Assigned task: Check each line of the material for the string "shaped", then give only how many lines have it.

Dataset:
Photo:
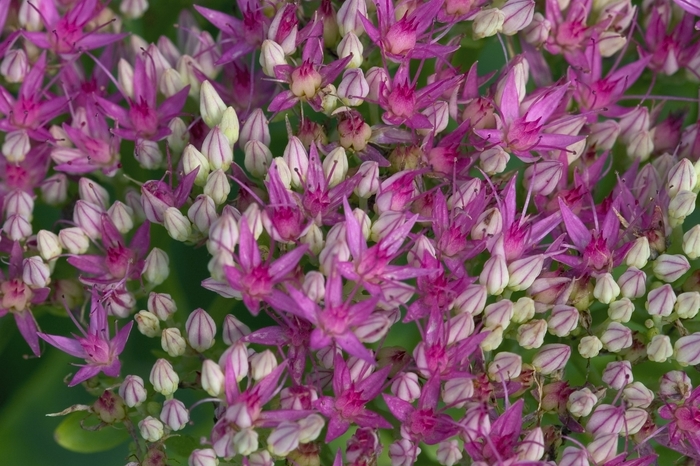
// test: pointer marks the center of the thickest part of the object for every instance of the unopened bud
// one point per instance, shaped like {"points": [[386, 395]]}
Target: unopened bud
{"points": [[551, 358], [201, 330], [172, 342], [164, 378], [132, 391]]}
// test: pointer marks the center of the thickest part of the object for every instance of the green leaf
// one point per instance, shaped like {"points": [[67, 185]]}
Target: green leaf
{"points": [[72, 436]]}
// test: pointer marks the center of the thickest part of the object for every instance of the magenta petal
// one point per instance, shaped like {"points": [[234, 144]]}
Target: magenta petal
{"points": [[121, 337], [85, 373], [336, 428], [27, 327]]}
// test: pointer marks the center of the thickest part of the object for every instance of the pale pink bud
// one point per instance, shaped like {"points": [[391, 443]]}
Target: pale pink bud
{"points": [[217, 186], [54, 189], [687, 350], [523, 310], [132, 391], [161, 304], [238, 354], [151, 429], [616, 337], [192, 159], [164, 378], [493, 160], [403, 452], [375, 76], [543, 177], [17, 227], [681, 177], [16, 146], [449, 452], [670, 267], [202, 212], [172, 342], [211, 107], [498, 314], [532, 446], [147, 323], [606, 290], [461, 327], [538, 31], [563, 320], [156, 267], [487, 225], [297, 160], [457, 391], [472, 300], [617, 374], [406, 387], [691, 242], [133, 9], [122, 217], [531, 335], [621, 311], [495, 275], [518, 15], [125, 77], [48, 244], [609, 43], [603, 135], [177, 225], [88, 217], [680, 207], [283, 439], [148, 154], [233, 329], [212, 378], [255, 128], [641, 146], [604, 446], [606, 419], [172, 82], [205, 457], [217, 150], [590, 346], [271, 55], [258, 159], [351, 45], [174, 414], [262, 364], [637, 395], [551, 358], [505, 366], [574, 457], [179, 135], [201, 330], [660, 301], [487, 22], [581, 402], [348, 17], [633, 283], [74, 240], [14, 66], [35, 272]]}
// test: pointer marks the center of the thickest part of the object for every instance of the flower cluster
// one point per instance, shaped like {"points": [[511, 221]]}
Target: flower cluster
{"points": [[434, 263]]}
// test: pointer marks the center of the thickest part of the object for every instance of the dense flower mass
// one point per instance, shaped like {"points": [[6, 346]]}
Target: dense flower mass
{"points": [[436, 231]]}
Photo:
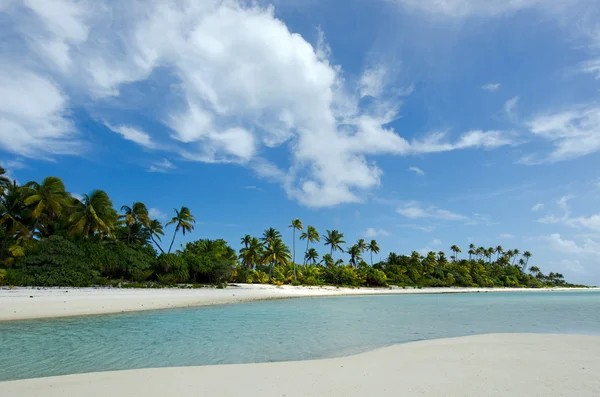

Task output: 6